═════ DATA SUPPLIED ═════

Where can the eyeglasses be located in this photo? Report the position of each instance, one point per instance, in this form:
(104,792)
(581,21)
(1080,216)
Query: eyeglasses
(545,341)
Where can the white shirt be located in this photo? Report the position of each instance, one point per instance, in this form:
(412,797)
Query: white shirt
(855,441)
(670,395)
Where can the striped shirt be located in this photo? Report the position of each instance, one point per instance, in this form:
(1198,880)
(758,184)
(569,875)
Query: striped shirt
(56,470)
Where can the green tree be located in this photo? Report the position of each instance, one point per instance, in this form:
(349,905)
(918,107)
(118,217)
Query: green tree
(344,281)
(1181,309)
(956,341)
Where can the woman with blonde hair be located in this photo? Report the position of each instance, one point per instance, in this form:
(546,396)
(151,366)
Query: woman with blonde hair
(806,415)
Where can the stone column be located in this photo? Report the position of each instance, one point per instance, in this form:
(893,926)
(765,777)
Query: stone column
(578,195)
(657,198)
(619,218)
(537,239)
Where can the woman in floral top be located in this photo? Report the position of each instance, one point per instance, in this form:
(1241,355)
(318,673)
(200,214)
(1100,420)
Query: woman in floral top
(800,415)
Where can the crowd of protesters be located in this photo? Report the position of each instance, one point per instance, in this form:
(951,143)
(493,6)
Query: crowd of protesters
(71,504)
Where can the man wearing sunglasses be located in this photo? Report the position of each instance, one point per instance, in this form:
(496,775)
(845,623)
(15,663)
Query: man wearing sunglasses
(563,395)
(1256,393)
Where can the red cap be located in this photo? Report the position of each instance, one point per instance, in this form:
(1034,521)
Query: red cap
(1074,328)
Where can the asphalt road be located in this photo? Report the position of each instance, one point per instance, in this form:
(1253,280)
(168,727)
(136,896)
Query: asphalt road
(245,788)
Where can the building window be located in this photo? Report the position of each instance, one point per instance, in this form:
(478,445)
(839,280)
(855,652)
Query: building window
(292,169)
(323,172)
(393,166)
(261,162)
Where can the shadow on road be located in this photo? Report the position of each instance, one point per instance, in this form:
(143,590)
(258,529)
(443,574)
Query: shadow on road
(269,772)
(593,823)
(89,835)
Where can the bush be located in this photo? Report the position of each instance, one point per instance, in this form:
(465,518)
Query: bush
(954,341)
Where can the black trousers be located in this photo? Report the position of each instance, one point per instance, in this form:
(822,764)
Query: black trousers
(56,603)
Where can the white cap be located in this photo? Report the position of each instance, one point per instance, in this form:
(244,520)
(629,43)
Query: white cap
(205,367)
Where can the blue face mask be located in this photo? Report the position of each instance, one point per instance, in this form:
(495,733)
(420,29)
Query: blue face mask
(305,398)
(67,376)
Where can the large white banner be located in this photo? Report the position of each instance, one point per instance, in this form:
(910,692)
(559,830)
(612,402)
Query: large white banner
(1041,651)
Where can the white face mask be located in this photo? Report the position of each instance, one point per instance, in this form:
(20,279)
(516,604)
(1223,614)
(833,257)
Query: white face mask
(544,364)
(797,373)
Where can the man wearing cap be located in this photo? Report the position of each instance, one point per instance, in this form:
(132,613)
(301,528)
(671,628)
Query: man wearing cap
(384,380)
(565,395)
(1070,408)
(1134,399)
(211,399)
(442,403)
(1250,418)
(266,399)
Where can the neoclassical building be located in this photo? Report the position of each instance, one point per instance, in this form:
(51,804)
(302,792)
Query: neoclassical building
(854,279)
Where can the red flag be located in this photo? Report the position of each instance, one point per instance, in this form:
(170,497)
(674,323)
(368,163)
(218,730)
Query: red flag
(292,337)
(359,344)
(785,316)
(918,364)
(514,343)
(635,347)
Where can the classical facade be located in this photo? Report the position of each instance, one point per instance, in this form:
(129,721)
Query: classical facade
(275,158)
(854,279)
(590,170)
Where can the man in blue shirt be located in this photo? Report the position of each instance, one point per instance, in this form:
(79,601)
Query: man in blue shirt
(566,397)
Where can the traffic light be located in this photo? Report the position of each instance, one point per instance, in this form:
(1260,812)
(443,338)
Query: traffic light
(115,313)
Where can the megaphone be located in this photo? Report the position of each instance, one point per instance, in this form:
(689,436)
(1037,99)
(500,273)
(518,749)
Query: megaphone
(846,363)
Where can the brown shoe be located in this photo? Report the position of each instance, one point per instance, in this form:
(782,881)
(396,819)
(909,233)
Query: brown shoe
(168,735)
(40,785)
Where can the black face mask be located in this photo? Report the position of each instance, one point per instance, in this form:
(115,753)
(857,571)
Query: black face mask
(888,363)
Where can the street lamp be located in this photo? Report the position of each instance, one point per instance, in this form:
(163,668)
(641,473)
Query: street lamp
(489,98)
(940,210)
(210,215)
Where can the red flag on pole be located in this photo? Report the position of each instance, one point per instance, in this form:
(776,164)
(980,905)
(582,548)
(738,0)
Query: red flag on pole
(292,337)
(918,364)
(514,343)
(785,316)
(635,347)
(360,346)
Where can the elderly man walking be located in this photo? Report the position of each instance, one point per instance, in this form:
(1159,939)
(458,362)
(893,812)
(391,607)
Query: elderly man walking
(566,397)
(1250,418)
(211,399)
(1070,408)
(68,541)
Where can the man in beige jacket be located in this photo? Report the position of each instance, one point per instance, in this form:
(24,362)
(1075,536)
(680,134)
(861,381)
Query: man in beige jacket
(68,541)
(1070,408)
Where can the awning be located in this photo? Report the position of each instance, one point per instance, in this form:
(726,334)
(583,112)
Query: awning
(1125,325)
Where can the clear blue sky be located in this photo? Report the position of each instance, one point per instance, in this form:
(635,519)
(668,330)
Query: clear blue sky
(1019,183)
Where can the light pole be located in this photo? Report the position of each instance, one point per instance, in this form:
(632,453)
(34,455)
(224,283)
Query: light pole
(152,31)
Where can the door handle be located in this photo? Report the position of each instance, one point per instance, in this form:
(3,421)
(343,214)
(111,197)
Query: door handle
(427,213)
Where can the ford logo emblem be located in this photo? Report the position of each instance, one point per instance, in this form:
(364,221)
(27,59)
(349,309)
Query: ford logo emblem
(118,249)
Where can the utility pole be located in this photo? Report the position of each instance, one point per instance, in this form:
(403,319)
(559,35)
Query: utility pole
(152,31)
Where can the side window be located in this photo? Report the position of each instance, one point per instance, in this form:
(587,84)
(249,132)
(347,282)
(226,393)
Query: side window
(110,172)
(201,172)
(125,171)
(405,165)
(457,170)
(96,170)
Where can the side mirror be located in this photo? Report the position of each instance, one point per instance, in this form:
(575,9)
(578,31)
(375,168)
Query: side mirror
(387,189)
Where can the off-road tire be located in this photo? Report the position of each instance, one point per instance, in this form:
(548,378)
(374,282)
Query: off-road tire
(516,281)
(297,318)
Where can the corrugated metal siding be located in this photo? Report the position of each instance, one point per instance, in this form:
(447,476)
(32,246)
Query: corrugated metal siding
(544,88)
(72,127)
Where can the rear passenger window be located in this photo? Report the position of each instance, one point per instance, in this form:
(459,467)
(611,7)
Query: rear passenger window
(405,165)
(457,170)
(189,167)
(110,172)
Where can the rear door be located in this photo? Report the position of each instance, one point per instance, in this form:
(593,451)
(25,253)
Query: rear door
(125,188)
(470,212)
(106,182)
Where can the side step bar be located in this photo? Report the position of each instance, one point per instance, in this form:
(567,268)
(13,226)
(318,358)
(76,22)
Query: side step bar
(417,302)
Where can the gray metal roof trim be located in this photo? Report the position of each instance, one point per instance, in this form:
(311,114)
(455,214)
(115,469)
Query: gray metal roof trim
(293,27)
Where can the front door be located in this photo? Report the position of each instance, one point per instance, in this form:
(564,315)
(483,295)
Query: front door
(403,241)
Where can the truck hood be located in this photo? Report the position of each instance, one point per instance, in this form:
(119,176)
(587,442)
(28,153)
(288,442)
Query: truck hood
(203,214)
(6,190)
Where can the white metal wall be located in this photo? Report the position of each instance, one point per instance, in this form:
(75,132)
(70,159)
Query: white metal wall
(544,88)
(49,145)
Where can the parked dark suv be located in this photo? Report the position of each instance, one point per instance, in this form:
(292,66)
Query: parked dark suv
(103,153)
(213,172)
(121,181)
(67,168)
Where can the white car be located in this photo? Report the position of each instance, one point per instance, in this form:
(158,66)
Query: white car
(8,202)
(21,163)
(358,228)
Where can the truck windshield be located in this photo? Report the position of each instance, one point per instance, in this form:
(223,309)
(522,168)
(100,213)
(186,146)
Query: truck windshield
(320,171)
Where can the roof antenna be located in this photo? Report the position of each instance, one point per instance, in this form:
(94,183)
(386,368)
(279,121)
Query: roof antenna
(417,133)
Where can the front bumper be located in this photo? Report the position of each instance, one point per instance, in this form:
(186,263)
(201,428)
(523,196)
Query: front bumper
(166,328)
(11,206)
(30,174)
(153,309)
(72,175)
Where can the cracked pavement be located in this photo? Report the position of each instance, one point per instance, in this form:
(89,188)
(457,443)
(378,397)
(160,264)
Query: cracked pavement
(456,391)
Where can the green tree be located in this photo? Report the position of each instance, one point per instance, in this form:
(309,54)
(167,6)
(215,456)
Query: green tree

═════

- [TASK DIRECTIONS]: This exercise asks for the line with "Where can the front bumper" and all lines after it through the end of the records above, retyped exactly and with nothing else.

- [WRITTEN ANSWER]:
Where can the front bumper be located in this photo? Report the position of each instance, one point per instance, in this form:
(186,263)
(201,428)
(523,196)
Query: front bumper
(166,328)
(11,206)
(30,174)
(153,309)
(72,175)
Where can the cracked pavement be located in this photo? Report the position of each instance, one point per instance, in this form:
(89,188)
(457,443)
(378,397)
(160,264)
Query: cracked pavement
(456,391)
Where can the green tree be located in this photo? Report the position of each instance, one point per instance, in this form:
(309,54)
(167,6)
(215,456)
Query: green tree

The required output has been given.